▸ **Brano da leggere**:
━━━━━━━━━━━━━━━━━━━━━━━━━━━━━━
“corri, presto, dai che sono in ritardo… uffa, ecco ho preso la borsa, il telefono… ma guarda che tempo… ah devo ricordarmi le chiavi di Bookbank che oggi non torno a casa per pranzo… ah anche il libro che serve a Elena, ecco sì… oooh ma dove ho messo le chiavi… ecco qua, odddddio sono le otto-meno-venti devo correre…!!”
Questi i miei pensieri del 2 gennaio, alle otto-meno-venti, mentre chiudo la porta di casa e mi metto in strada per andare in ufficio. Passo i giardinetti – ecco ho dimenticato quel foglio che mi serviva – passo il semaforo – devo comprare il pane che non ce ne sono più – giro l’angolo e … patatrack. Con la grazia fantozziana che da sempre mi distingue scivolo e cado (in maniera scomposta) dal marciapiede, in mezzo alla strada.
E non ci riesco proprio, a rialzarmi.
━━━━━━━━━━━━━━━━━━━━━━━━━━━━━━
▸ **Obiettivo 1**: Nel racconto della caduta, a che ora la persona che narra chiude la porta di casa per andare in ufficio?
▸ **Obiettivo 2**: Prosegua il racconto della caduta a partire dalla frase che lo conclude.
━━━━━━━━━━━━━━━━━━━━━━━━━━━━━━
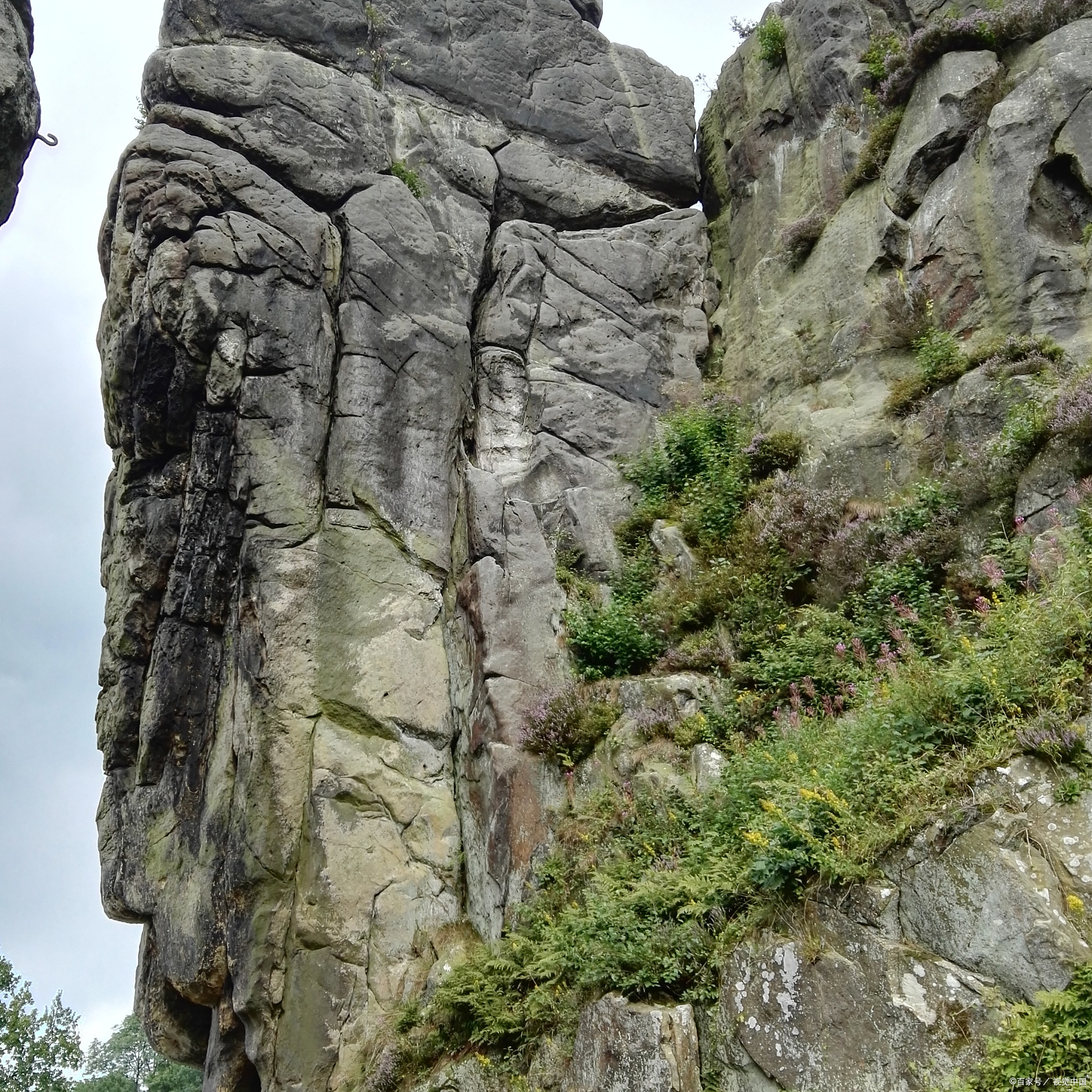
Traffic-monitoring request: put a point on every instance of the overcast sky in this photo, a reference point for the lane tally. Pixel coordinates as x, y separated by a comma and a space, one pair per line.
54, 463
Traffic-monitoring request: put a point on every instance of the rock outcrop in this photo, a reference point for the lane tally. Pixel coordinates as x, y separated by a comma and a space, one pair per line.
20, 110
350, 411
390, 293
981, 207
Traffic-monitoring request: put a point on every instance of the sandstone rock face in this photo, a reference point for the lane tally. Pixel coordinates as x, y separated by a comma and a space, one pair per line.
621, 1048
979, 207
890, 981
20, 110
352, 415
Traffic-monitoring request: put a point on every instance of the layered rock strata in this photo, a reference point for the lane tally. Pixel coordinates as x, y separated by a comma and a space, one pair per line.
20, 109
350, 412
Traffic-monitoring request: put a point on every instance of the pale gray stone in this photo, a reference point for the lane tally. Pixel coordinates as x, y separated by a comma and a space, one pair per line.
940, 117
672, 548
319, 131
543, 70
622, 1048
991, 903
707, 765
541, 186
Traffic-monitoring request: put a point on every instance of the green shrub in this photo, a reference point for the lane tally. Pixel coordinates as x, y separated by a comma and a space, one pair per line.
995, 30
1026, 430
874, 155
1051, 1039
940, 360
880, 51
1018, 350
411, 178
771, 39
699, 473
779, 451
825, 772
800, 238
611, 640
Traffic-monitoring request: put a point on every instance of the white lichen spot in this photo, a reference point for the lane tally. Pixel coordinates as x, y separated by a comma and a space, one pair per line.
913, 998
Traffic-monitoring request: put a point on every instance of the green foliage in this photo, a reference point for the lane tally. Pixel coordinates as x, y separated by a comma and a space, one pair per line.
566, 724
36, 1048
1017, 350
1051, 1039
996, 30
879, 50
172, 1077
771, 39
411, 178
647, 892
614, 639
779, 451
127, 1063
874, 155
699, 473
1025, 431
940, 360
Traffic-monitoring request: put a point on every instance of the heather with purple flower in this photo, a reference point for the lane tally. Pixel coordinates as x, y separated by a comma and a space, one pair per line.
565, 724
1052, 740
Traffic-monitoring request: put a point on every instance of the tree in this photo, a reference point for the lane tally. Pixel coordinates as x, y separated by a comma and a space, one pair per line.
36, 1048
127, 1063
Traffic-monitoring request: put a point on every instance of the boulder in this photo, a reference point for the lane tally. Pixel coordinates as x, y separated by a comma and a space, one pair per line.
992, 903
622, 111
621, 1048
860, 1015
672, 548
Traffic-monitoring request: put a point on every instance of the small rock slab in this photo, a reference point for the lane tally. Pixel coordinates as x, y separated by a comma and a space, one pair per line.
936, 126
992, 903
623, 1048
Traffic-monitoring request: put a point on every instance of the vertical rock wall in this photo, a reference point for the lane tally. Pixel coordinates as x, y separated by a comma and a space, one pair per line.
20, 110
982, 207
350, 414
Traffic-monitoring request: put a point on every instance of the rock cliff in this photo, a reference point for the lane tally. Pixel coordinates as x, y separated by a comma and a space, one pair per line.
20, 111
394, 293
388, 292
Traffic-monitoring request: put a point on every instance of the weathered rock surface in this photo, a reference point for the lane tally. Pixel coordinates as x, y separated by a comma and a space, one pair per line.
20, 110
389, 294
981, 206
621, 1048
352, 415
898, 979
580, 341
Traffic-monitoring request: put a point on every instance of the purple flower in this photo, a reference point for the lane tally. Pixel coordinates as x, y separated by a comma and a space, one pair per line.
993, 571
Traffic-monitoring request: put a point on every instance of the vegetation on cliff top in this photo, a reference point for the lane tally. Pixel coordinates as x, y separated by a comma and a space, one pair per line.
864, 679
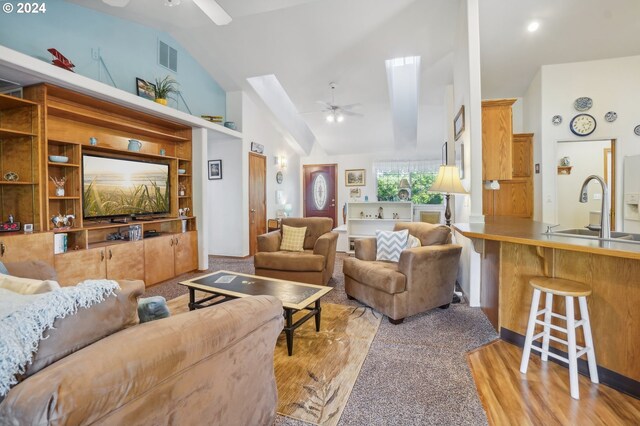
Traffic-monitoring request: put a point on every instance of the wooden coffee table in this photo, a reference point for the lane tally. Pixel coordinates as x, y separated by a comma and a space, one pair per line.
226, 285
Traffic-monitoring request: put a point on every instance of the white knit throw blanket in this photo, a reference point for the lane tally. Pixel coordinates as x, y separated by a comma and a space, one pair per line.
23, 327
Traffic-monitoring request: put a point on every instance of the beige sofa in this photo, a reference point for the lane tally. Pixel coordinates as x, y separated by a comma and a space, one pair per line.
314, 265
423, 279
209, 366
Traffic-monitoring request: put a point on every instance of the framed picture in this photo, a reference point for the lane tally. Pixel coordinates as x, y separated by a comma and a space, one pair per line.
145, 89
458, 123
354, 177
460, 159
215, 169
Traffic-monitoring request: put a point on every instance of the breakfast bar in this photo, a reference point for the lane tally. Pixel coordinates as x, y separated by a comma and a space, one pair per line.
514, 250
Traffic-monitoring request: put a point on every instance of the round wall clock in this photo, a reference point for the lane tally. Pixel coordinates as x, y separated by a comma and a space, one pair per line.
582, 124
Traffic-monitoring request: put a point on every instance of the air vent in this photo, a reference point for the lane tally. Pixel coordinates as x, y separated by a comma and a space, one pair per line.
167, 56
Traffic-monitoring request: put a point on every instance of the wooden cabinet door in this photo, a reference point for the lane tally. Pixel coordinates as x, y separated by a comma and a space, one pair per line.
76, 266
38, 246
158, 259
497, 139
522, 155
125, 261
186, 252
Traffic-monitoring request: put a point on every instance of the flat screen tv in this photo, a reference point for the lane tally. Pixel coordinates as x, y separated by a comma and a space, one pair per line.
115, 187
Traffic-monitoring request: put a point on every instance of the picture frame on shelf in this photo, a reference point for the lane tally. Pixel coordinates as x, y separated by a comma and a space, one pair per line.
257, 148
215, 169
355, 177
458, 124
145, 89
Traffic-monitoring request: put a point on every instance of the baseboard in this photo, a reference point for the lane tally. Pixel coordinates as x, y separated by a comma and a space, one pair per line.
610, 378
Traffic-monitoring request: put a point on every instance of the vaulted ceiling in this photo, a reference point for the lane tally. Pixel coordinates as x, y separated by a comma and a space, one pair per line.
306, 44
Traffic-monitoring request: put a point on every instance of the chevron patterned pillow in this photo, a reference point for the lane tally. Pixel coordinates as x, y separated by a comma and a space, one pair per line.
390, 244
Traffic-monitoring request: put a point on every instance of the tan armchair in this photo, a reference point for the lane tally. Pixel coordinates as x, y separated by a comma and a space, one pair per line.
314, 265
423, 279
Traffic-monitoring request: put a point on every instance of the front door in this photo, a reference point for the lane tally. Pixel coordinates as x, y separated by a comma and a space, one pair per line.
320, 191
257, 199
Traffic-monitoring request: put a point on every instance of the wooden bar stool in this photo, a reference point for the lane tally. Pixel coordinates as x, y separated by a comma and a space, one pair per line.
568, 289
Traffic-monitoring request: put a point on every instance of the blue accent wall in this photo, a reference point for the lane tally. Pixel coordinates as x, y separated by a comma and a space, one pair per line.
128, 49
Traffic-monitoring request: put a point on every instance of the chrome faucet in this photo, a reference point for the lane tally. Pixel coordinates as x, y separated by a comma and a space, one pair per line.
605, 227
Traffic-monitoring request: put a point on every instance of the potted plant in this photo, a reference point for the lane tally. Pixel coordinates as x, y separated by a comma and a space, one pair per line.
164, 88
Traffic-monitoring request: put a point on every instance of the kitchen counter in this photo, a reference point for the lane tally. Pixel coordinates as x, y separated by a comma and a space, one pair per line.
529, 232
514, 250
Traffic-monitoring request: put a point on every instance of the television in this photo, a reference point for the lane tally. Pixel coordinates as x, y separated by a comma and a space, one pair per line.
116, 187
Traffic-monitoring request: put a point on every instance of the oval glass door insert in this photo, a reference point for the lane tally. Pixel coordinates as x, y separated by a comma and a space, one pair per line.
320, 192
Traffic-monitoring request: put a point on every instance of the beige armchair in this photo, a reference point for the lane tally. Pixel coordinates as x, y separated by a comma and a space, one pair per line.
423, 279
314, 265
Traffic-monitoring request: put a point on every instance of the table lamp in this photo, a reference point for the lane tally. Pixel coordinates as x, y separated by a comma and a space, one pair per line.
448, 182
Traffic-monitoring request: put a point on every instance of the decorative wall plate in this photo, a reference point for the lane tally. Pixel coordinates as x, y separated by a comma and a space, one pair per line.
582, 124
583, 104
610, 117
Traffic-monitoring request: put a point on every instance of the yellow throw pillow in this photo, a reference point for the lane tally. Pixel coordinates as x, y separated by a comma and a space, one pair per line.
27, 285
292, 238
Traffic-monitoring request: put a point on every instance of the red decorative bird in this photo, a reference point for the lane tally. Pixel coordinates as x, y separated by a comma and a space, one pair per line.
60, 60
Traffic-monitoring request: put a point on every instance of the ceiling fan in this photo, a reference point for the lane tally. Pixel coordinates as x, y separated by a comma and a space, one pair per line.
334, 112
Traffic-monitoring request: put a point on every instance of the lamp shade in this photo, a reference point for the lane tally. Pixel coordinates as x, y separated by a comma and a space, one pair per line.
448, 181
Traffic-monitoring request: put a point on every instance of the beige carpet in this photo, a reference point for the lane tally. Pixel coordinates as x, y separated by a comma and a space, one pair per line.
315, 383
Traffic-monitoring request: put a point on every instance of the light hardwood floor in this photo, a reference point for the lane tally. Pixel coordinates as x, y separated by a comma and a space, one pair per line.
541, 397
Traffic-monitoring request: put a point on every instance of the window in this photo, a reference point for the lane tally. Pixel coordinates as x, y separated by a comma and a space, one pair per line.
407, 180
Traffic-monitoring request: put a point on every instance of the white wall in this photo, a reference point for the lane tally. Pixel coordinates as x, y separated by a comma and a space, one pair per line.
466, 83
228, 198
613, 84
532, 123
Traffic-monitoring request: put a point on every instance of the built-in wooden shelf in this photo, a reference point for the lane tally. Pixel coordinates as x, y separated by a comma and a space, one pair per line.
51, 163
8, 133
5, 182
87, 116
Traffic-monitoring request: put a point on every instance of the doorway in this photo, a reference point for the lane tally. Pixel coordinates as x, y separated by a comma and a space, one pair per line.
320, 191
257, 199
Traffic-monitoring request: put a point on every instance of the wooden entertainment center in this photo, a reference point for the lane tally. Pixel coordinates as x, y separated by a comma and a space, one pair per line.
57, 121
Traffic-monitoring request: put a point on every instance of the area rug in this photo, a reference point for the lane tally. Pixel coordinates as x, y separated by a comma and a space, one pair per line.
315, 383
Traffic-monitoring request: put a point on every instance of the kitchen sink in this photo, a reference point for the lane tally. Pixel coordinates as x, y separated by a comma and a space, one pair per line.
595, 235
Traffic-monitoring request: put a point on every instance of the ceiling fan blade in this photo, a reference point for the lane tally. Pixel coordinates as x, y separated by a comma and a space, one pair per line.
350, 106
116, 3
214, 11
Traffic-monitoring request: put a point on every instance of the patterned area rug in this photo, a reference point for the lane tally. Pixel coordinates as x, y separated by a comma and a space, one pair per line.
315, 383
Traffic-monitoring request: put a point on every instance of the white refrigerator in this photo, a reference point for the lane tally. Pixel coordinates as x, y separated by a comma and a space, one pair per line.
631, 197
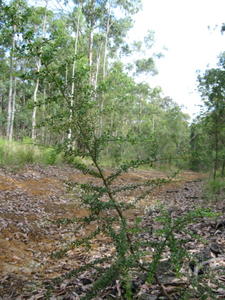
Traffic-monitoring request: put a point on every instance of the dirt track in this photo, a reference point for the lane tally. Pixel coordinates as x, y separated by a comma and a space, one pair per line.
32, 198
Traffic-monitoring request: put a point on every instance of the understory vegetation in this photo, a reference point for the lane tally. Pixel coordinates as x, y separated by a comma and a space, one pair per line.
67, 97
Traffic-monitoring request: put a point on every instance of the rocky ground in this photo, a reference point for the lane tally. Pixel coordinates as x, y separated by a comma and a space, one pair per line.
34, 198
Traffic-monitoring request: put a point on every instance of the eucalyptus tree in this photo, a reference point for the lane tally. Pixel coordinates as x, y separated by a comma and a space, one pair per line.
212, 89
14, 17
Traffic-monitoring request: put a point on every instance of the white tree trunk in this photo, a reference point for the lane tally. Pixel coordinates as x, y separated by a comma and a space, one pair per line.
10, 117
34, 113
13, 111
73, 81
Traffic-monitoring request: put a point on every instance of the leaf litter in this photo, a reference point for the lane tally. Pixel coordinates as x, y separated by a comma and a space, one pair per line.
32, 199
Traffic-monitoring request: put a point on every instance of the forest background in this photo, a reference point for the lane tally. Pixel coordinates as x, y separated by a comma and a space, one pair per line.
62, 71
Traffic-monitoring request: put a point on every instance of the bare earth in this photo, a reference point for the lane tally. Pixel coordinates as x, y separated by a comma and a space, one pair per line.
32, 198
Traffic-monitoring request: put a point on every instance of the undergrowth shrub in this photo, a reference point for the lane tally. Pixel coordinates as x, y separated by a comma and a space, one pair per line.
105, 203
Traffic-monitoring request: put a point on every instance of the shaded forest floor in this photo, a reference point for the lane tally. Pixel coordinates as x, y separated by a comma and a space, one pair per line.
33, 198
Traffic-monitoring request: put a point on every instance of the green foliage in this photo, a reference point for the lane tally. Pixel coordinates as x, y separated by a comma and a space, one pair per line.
211, 87
15, 154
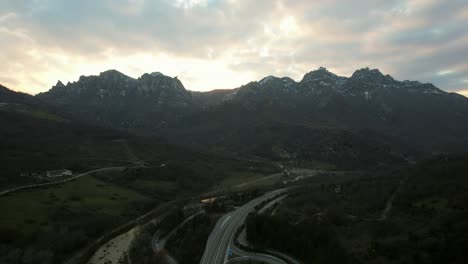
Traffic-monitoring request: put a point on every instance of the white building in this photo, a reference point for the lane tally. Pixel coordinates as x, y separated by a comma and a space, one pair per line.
59, 173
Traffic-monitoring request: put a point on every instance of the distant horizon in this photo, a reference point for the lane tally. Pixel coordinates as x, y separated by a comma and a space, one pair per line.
464, 93
222, 44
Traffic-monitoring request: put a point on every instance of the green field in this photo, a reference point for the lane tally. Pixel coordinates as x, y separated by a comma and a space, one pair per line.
29, 211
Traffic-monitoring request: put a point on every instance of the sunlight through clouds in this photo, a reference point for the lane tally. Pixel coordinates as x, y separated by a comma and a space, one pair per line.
231, 42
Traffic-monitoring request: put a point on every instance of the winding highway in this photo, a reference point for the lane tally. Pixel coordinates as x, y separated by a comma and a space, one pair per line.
221, 240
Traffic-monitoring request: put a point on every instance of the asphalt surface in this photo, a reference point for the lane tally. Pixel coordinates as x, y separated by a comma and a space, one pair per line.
221, 239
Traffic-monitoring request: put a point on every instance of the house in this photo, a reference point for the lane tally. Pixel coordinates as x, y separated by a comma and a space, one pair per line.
59, 173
━━━━━━━━━━━━━━━━━━━━━━━━━━━━━━
▸ **Risultato 1**: Alle otto meno venti.

▸ **Risultato 2**:
Mi portano in ospedale (tra l’altro è una cliente Bookbank, mi aveva chiesto Kafka sulla spiaggia di Murakami, ora che mi ricordo) e inizia il tempo lento. Dell’attesa prima, della guarigione dopo.
La prima settimana è stata deprimente. Sul divano a frignare con una gamba ingessata, a pensare a tutti gli appuntamenti persi e a tutte quelle cose che dovevo fare di corsa e.
Poi il tempo lento diventa una risorsa, iniziano a frullarmi idee in testa: nuovi video dedicati agli autori, il nuovo sito, giochi da fare in BB, recensione libri, gli appuntamenti al buio e… leggere tanto.
Ma non solo. Questo tempo lento e la mia forzata “clausura in casa” si trasforma nel tempo per gli amici: organizzano aperitivi (e portano tutto loro), pizzate, chiacchiere e torte davanti ad una tazza di tè. E questo tempo lento si trasforma in coccole famigliari dai miei genitori, in pensieri belli davanti al mare mentre mio padre scruta l’orizzonte con il cannocchiale e mia mamma sferruzza a maglia.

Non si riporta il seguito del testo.